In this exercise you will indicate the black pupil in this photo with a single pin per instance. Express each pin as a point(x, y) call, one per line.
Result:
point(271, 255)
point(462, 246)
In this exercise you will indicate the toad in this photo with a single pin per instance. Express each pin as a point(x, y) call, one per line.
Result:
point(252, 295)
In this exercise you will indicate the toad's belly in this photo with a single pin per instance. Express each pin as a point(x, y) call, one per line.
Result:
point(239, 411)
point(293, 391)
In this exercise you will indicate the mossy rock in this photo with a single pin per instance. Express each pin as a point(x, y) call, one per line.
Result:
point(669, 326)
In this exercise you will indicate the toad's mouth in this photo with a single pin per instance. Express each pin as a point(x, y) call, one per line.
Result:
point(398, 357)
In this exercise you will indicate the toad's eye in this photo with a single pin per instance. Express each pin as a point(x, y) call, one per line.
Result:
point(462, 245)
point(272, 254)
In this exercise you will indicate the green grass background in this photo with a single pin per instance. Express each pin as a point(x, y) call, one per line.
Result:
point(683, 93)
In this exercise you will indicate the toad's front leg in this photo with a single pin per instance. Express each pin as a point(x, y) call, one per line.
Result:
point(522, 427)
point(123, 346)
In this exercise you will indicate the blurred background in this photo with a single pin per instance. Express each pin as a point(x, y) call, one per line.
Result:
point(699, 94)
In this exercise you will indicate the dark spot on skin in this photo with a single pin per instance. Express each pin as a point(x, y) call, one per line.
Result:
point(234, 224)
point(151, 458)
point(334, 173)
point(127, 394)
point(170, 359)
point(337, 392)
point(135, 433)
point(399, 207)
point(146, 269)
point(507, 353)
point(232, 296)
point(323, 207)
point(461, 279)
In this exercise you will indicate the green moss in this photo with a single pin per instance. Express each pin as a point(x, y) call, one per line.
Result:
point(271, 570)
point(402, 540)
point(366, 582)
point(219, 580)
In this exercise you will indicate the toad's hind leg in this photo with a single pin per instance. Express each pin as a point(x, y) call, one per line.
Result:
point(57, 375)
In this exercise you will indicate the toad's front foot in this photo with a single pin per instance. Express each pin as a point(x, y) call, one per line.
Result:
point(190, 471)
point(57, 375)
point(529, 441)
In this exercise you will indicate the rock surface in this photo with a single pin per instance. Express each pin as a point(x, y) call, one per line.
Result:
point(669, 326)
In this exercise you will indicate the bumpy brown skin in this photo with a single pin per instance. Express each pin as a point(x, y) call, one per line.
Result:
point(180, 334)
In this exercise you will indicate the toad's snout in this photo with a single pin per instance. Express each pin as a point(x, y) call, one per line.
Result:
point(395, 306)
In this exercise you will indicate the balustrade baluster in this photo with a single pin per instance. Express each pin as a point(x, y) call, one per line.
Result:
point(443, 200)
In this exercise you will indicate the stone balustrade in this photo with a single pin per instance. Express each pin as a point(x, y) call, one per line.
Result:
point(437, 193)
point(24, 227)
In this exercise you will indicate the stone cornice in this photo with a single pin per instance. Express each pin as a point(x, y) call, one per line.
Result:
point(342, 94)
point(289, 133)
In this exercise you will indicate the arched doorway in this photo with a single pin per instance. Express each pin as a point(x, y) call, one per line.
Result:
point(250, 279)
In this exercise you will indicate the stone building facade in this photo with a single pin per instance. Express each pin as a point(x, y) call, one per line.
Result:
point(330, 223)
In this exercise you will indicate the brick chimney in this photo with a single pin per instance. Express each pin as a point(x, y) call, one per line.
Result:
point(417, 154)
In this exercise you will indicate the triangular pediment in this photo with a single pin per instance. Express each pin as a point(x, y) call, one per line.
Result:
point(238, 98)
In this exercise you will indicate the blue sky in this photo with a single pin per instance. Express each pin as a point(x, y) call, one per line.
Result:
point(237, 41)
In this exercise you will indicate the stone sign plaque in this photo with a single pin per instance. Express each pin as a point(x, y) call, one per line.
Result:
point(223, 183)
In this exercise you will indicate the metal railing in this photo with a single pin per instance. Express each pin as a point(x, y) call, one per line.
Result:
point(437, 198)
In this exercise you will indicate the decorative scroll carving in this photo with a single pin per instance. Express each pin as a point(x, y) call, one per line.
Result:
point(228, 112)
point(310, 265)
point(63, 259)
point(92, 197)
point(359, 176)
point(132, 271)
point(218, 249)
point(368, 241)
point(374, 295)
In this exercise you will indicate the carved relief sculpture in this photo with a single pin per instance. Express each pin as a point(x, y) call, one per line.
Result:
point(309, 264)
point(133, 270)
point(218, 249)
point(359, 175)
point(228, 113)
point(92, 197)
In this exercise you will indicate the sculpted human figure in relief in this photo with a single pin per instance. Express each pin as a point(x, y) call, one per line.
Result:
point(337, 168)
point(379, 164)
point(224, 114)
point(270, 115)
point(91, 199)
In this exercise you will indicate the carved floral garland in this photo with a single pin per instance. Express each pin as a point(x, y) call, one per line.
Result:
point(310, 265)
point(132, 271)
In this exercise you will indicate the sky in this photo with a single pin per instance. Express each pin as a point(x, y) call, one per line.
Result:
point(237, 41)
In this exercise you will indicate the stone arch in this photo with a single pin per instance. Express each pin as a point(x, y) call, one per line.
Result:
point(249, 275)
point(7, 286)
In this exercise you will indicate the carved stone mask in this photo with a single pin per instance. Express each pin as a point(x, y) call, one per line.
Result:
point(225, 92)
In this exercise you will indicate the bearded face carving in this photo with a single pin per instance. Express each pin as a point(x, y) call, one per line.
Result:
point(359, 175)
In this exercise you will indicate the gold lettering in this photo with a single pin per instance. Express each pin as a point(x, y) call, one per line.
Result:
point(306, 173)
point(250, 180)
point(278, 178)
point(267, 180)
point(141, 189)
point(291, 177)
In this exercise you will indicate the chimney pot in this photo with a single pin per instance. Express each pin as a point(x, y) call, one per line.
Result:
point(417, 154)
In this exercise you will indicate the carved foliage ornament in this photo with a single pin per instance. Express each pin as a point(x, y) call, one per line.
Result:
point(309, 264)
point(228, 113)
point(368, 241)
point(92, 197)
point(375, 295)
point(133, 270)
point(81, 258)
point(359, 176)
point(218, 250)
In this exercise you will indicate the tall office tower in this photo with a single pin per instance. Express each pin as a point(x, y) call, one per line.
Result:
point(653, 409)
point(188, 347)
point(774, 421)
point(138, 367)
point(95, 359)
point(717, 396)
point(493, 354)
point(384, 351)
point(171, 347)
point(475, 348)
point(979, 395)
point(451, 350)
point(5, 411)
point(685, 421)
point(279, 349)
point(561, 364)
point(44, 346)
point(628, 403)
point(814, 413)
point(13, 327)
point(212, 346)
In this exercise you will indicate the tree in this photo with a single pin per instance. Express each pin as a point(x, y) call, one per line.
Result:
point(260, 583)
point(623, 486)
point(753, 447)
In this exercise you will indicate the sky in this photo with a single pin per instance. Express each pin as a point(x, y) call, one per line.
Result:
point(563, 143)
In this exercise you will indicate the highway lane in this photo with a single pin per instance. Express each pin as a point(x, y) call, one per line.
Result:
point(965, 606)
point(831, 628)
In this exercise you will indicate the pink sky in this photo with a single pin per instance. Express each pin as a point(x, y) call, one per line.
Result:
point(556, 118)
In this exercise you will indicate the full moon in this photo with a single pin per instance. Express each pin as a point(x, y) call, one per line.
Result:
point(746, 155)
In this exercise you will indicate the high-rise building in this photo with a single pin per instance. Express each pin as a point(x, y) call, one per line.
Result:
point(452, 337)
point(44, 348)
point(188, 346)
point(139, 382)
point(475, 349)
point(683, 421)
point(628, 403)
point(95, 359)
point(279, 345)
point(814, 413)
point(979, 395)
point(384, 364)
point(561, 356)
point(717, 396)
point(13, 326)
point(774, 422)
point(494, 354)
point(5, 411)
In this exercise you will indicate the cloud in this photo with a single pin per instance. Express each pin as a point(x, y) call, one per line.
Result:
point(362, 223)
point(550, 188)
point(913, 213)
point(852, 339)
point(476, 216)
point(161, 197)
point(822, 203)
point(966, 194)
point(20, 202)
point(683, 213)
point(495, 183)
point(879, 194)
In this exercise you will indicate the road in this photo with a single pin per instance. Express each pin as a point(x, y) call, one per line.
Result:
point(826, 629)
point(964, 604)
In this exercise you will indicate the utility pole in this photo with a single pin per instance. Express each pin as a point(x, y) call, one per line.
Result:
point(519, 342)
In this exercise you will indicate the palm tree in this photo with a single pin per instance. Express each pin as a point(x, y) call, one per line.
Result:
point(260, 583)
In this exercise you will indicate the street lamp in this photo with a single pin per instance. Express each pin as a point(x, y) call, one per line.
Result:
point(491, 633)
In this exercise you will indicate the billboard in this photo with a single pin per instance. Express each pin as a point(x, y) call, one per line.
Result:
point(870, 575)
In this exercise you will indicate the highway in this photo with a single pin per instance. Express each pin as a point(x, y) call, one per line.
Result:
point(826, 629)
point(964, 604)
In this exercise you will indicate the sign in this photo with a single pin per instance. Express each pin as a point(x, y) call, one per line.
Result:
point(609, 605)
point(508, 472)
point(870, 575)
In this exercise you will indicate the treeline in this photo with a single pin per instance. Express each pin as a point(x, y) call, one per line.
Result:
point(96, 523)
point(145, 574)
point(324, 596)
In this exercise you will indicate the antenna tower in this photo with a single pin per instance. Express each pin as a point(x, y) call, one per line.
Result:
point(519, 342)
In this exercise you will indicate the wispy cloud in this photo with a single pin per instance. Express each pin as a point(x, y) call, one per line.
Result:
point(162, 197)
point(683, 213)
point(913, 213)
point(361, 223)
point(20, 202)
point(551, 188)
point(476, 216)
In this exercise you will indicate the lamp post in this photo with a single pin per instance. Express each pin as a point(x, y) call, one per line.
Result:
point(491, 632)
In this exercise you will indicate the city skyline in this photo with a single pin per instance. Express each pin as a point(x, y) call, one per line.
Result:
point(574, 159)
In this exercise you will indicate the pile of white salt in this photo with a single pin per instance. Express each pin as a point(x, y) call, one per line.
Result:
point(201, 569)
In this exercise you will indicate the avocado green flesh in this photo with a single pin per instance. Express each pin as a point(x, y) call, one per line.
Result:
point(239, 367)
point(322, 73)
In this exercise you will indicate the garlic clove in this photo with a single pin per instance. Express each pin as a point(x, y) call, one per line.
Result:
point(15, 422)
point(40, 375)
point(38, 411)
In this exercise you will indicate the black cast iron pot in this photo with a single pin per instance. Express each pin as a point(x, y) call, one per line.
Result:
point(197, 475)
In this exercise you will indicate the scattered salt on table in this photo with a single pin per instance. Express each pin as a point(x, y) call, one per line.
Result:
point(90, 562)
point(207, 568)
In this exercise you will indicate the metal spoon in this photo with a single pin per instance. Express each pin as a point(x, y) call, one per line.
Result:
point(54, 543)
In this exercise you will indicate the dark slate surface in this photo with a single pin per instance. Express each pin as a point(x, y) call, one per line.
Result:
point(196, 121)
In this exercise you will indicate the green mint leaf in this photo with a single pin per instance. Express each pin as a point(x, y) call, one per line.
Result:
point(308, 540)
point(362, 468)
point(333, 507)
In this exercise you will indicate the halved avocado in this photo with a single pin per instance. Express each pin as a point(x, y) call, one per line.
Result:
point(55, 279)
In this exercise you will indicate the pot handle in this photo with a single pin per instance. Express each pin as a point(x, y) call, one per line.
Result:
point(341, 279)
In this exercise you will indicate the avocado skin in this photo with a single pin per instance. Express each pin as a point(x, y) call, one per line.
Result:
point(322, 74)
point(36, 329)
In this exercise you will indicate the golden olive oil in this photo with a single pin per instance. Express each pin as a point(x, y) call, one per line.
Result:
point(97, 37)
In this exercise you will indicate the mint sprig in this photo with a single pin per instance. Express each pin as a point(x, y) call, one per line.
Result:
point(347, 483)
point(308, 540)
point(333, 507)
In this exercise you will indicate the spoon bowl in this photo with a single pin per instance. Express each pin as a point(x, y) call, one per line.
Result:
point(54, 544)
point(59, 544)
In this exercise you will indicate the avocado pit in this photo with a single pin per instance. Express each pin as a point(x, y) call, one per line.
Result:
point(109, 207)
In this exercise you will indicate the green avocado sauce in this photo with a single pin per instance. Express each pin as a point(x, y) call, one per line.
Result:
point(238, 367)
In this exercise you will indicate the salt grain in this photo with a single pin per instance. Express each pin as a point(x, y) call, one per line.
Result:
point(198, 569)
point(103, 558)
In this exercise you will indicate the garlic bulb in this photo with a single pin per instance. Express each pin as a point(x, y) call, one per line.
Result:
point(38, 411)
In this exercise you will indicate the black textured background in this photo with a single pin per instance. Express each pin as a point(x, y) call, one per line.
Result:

Exercise description: Copy every line from the records above that contains the string "dark".

Output for this exercise:
In this exercise you will indicate the dark spot on skin in this photo with a single pin per instance. Express each pin as a point(x, y) call, one per line.
In this exercise you will indicate the dark slate surface in this photo with a single pin per instance. Express each pin as a point(x, y) call, one per line.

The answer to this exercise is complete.